##### Dados apresentados

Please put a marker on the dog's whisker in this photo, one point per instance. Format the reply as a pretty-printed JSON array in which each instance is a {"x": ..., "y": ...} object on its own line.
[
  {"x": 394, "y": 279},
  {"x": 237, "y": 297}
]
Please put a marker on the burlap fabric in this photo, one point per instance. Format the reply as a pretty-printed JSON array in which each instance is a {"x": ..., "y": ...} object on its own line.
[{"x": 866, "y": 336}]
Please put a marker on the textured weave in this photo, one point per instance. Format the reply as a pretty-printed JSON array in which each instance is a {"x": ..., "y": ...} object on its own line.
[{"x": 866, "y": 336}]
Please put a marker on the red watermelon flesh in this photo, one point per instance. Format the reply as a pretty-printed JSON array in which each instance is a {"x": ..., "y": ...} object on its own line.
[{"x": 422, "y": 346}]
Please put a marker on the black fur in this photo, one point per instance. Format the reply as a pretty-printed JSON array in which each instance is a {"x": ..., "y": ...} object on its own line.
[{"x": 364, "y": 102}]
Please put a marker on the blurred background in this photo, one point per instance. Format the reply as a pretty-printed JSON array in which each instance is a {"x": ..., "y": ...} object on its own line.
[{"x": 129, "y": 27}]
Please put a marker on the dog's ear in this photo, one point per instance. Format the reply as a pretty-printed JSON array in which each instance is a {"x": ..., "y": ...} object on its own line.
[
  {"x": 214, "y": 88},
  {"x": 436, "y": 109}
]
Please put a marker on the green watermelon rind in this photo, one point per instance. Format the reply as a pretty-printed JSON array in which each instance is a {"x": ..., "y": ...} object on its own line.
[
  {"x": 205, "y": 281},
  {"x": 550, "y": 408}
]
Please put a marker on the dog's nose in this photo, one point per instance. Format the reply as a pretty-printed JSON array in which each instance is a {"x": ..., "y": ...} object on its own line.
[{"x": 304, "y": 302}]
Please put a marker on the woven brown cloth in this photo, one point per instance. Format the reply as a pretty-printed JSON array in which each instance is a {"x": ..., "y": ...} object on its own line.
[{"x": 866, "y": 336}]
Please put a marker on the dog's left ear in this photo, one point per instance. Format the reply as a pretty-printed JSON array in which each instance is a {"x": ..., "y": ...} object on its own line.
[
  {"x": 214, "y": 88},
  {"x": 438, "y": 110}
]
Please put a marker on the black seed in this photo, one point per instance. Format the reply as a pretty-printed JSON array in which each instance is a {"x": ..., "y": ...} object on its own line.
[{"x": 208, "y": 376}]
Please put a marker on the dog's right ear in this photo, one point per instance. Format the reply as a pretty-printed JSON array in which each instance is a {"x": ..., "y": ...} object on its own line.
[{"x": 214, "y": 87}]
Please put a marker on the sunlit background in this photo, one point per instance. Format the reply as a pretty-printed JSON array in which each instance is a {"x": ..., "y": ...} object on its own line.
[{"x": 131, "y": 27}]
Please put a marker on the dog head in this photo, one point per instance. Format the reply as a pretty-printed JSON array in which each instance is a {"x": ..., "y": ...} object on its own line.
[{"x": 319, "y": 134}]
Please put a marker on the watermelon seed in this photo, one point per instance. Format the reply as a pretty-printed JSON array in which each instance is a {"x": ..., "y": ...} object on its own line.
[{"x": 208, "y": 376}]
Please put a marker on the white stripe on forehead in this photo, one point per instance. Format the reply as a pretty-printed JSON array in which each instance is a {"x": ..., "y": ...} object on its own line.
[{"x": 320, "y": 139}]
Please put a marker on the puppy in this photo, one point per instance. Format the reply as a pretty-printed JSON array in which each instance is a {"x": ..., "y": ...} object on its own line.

##########

* Orientação *
Transcreva todas as linhas da listagem acima, do início ao fim, sem alterar nenhum caractere.

* Resultado do exercício *
Please put a marker on the dog's whisker in this photo, one point per instance. Format the reply as a pretty-printed JSON array in which each instance is a {"x": ..., "y": ...} object on its own line.
[
  {"x": 394, "y": 279},
  {"x": 237, "y": 297}
]
Please put a marker on the burlap fabric in this photo, one point per instance. Format the reply as a pretty-printed JSON array in which each instance is a {"x": ..., "y": ...} object on its own line.
[{"x": 866, "y": 336}]
Please put a marker on the textured weave in this photo, one point per instance. Format the reply as a pretty-printed JSON array in which each instance is a {"x": ..., "y": ...} object on its own line.
[{"x": 866, "y": 336}]
Please put a marker on the red watermelon flesh in this photo, one point per instance. Format the reply as a pretty-printed JSON array in which each instance is a {"x": ..., "y": ...} object on its own line.
[{"x": 422, "y": 346}]
Please put a marker on the black fur in this photo, one point per instance. Format the reply as a pretty-printed JSON array in which each instance is a {"x": ..., "y": ...} object on its own line.
[{"x": 364, "y": 102}]
Please put a marker on the blurred background in this photo, one point per instance. Format the reply as a pretty-printed JSON array in which each instance is a {"x": ..., "y": ...} object on its own line.
[{"x": 129, "y": 27}]
Please put a marker on the dog's ear in this photo, one point per instance. Format the reply as a pretty-printed JSON array in which each instance is a {"x": ..., "y": ...} object on its own line.
[
  {"x": 214, "y": 88},
  {"x": 436, "y": 109}
]
Please put a marker on the green watermelon rind in this photo, one point per instance. Format the reply as a pretty-printed JSON array in which each instance is a {"x": ..., "y": ...} object on its own line.
[
  {"x": 205, "y": 281},
  {"x": 550, "y": 408}
]
Please put a marker on the dog's nose in this photo, one point per instance. Format the reply as a pretty-printed JSON array in which each instance is a {"x": ..., "y": ...} object on its own line.
[{"x": 304, "y": 302}]
Please put a marker on the woven brown cloth in this photo, one point per instance. Format the reply as a pretty-printed JSON array in which each instance is a {"x": ..., "y": ...} object on its own line.
[{"x": 866, "y": 336}]
Please put a marker on the dog's left ear in this photo, one point per instance. Format the reply as a pretty-printed JSON array in which each instance is a {"x": ..., "y": ...} object on its own line.
[
  {"x": 214, "y": 88},
  {"x": 438, "y": 110}
]
Please put a marker on the black seed in this photo, one point per instance. Format the reply as a pretty-printed JSON array in which each instance is a {"x": ..., "y": ...} object on its own line.
[{"x": 208, "y": 376}]
Please put a marker on the dog's right ear in this photo, one point per instance. Format the reply as a pretty-printed JSON array in which each instance is a {"x": ..., "y": ...} object on its own line.
[{"x": 214, "y": 87}]
Please put a marker on the sunlit background in this photo, one point per instance. Format the reply as a pretty-printed JSON array in which each instance is a {"x": ..., "y": ...} object on its own line.
[{"x": 131, "y": 27}]
Please put a marker on the dog head in this photo, one point per instance. Format the reply as a pretty-printed JSON array in which each instance is a {"x": ..., "y": ...} object on its own line.
[{"x": 319, "y": 134}]
Please put a marker on the watermelon seed in this photo, one point per instance. Format the reply as a pretty-printed JSON array in which each instance is a {"x": ..., "y": ...} object on its own line.
[{"x": 208, "y": 376}]
Please put a marker on the white stripe on forehead in this photo, one point per instance. Format the reply as a pretty-printed JSON array in which each instance is a {"x": ..., "y": ...} object on its own line.
[{"x": 320, "y": 139}]
Please put a marker on the puppy in this photo, one point per instance. Format the reply as a pretty-printed JSON array in which each instance is a {"x": ..., "y": ...} object on its own line.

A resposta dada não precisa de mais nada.